* Problem requirements: Spot each line in the records below where the word "bounding" occurs, then copy it.

* Collected data entries:
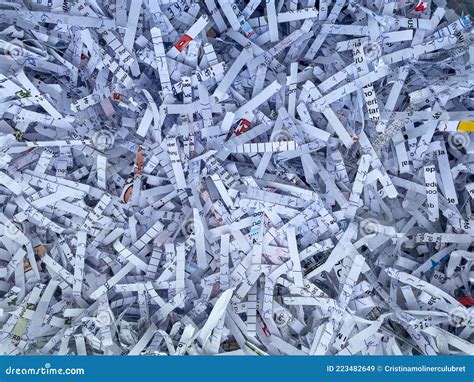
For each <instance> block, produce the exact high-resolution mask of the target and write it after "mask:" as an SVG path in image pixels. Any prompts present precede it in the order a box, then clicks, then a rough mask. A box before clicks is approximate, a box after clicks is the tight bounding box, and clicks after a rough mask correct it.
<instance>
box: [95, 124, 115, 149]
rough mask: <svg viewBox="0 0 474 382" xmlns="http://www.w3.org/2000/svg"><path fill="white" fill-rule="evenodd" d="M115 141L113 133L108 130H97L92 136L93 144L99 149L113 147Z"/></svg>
mask: <svg viewBox="0 0 474 382" xmlns="http://www.w3.org/2000/svg"><path fill="white" fill-rule="evenodd" d="M114 141H115V136H114V134H113V133H112V132H111V131H109V130H105V129H102V130H99V131H96V132H95V133H94V135H93V136H92V143H93V145H94V146H95V147H96V148H97V149H98V150H100V151H104V150H107V149H110V148H112V147H113V145H114Z"/></svg>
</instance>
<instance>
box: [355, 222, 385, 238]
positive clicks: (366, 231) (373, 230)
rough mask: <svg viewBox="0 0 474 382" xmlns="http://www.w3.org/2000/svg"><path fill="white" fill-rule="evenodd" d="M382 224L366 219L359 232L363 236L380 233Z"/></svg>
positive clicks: (378, 222) (361, 223) (359, 229)
mask: <svg viewBox="0 0 474 382" xmlns="http://www.w3.org/2000/svg"><path fill="white" fill-rule="evenodd" d="M379 226H380V223H379V222H378V221H377V220H375V219H372V218H368V219H364V220H362V221H361V222H360V224H359V231H360V234H361V235H362V236H367V235H373V234H375V233H377V232H379Z"/></svg>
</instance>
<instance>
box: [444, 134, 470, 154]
mask: <svg viewBox="0 0 474 382" xmlns="http://www.w3.org/2000/svg"><path fill="white" fill-rule="evenodd" d="M470 143H471V139H470V138H469V134H467V133H459V132H455V133H452V134H449V136H448V144H449V146H450V147H452V148H453V149H456V150H461V149H465V148H467V147H468V146H469V144H470Z"/></svg>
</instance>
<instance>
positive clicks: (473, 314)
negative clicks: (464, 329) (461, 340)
mask: <svg viewBox="0 0 474 382" xmlns="http://www.w3.org/2000/svg"><path fill="white" fill-rule="evenodd" d="M448 322H449V325H451V326H454V327H455V328H460V327H463V326H469V327H474V309H473V308H469V309H467V308H463V307H461V306H457V307H456V308H454V309H453V310H451V311H450V312H449V313H448Z"/></svg>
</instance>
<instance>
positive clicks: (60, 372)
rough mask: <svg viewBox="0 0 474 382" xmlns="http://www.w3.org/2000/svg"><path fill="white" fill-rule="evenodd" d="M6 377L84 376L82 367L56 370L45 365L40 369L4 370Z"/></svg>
mask: <svg viewBox="0 0 474 382" xmlns="http://www.w3.org/2000/svg"><path fill="white" fill-rule="evenodd" d="M4 373H5V374H6V375H85V373H86V371H85V370H84V368H83V367H73V368H71V367H67V368H62V367H60V368H56V367H51V364H50V363H45V364H44V366H42V367H12V366H9V367H7V368H5V370H4Z"/></svg>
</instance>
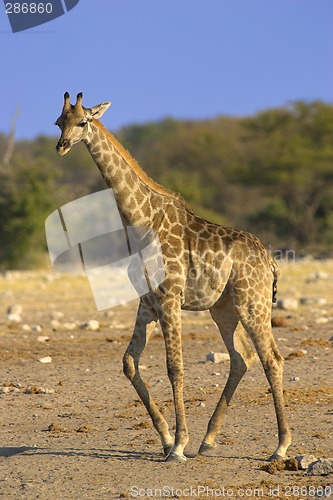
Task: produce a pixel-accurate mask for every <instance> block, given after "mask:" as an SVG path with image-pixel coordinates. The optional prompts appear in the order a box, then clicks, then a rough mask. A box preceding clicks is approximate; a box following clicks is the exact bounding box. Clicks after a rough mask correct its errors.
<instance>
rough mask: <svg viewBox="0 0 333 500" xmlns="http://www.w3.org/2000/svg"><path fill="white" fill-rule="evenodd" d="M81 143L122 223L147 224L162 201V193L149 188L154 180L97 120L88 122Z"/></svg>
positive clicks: (150, 221)
mask: <svg viewBox="0 0 333 500" xmlns="http://www.w3.org/2000/svg"><path fill="white" fill-rule="evenodd" d="M84 142H85V144H86V146H87V148H88V150H89V152H90V154H91V156H92V158H93V160H94V161H95V163H96V165H97V167H98V169H99V170H100V172H101V174H102V176H103V178H104V180H105V182H106V184H107V185H108V186H109V187H110V188H112V190H113V193H114V195H115V198H116V201H117V205H118V209H119V211H120V213H121V215H122V218H123V220H124V222H126V223H127V224H130V225H145V226H147V225H148V226H150V225H151V224H152V221H153V219H154V215H155V212H156V210H159V209H160V206H161V204H162V203H163V202H164V200H163V193H162V192H161V193H159V192H158V191H155V190H154V189H153V188H154V185H155V183H154V182H153V181H152V180H151V179H149V178H148V176H147V175H146V174H145V173H144V172H143V171H142V170H141V168H140V167H139V165H138V164H137V163H136V162H135V160H134V159H133V158H132V157H131V156H130V154H129V153H128V151H126V149H125V148H123V146H122V145H121V144H120V143H119V142H118V141H117V140H116V138H115V137H114V136H113V135H112V134H110V132H108V131H107V130H106V129H105V127H104V126H103V125H102V124H101V123H100V122H99V121H97V120H93V121H92V122H91V126H90V132H89V133H88V135H87V137H86V138H85V139H84ZM149 181H151V185H150V182H149ZM156 186H157V185H156Z"/></svg>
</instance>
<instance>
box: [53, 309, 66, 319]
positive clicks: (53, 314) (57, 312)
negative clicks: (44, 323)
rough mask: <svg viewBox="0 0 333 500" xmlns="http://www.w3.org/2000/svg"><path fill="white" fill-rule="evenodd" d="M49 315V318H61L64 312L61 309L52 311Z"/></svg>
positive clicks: (53, 318)
mask: <svg viewBox="0 0 333 500" xmlns="http://www.w3.org/2000/svg"><path fill="white" fill-rule="evenodd" d="M50 317H51V319H62V318H63V317H64V313H63V312H61V311H52V312H51V314H50Z"/></svg>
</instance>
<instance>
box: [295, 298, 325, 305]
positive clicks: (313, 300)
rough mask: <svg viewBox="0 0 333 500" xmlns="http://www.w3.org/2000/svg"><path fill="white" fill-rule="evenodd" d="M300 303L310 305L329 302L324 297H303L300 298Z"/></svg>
mask: <svg viewBox="0 0 333 500" xmlns="http://www.w3.org/2000/svg"><path fill="white" fill-rule="evenodd" d="M300 303H301V304H302V305H303V306H309V305H318V306H325V305H326V304H327V300H326V299H324V298H323V297H302V298H301V299H300Z"/></svg>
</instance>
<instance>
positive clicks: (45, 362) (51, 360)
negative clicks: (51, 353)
mask: <svg viewBox="0 0 333 500" xmlns="http://www.w3.org/2000/svg"><path fill="white" fill-rule="evenodd" d="M38 361H39V362H40V363H52V358H51V356H44V358H39V360H38Z"/></svg>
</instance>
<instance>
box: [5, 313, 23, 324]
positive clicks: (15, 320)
mask: <svg viewBox="0 0 333 500" xmlns="http://www.w3.org/2000/svg"><path fill="white" fill-rule="evenodd" d="M7 320H8V321H9V322H10V323H21V321H22V318H21V316H20V315H19V314H16V313H10V314H7Z"/></svg>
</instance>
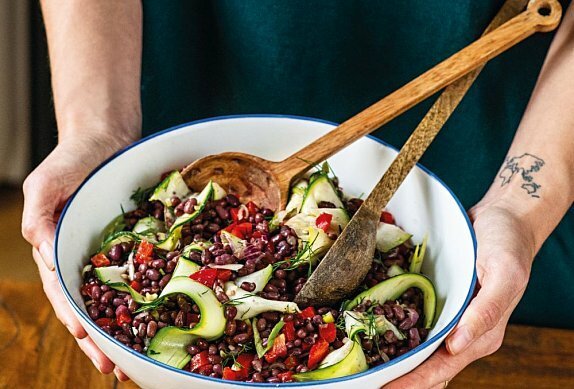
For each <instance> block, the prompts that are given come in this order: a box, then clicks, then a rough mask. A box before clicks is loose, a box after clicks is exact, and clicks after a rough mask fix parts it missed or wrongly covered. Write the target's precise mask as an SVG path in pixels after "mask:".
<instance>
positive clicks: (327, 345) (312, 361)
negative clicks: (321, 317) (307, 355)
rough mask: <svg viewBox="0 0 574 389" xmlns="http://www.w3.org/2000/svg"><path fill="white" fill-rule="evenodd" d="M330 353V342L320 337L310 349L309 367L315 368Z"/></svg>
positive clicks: (309, 352)
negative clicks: (310, 348)
mask: <svg viewBox="0 0 574 389" xmlns="http://www.w3.org/2000/svg"><path fill="white" fill-rule="evenodd" d="M327 354H329V343H327V341H326V340H324V339H322V338H319V340H318V341H317V342H316V343H315V344H314V345H313V346H312V347H311V350H310V351H309V361H308V362H307V367H308V368H309V369H314V368H315V367H317V365H318V364H319V362H321V361H322V360H323V359H325V357H326V356H327Z"/></svg>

* Written answer:
For each <instance> block, produce the exact high-resolution mask of the target and write it after "mask:" as an SVG path in image pixels. Any prompts present precede it in the order a box, then clicks, then a rough mask. A box before clicks is approximate, a box after clicks is the tight bounding box, and clicks after a rough mask correct it.
Task: produce a pixel-accurate mask for every <instance> block, given after "mask:" as an SVG path with image-pixel coordinates. The optional prompts appear in the order a box, then clicks, then a rough mask. A box preceding clicks is approximate; a box following clicks is the exact bounding box. Clicks after a rough mask correct its errors.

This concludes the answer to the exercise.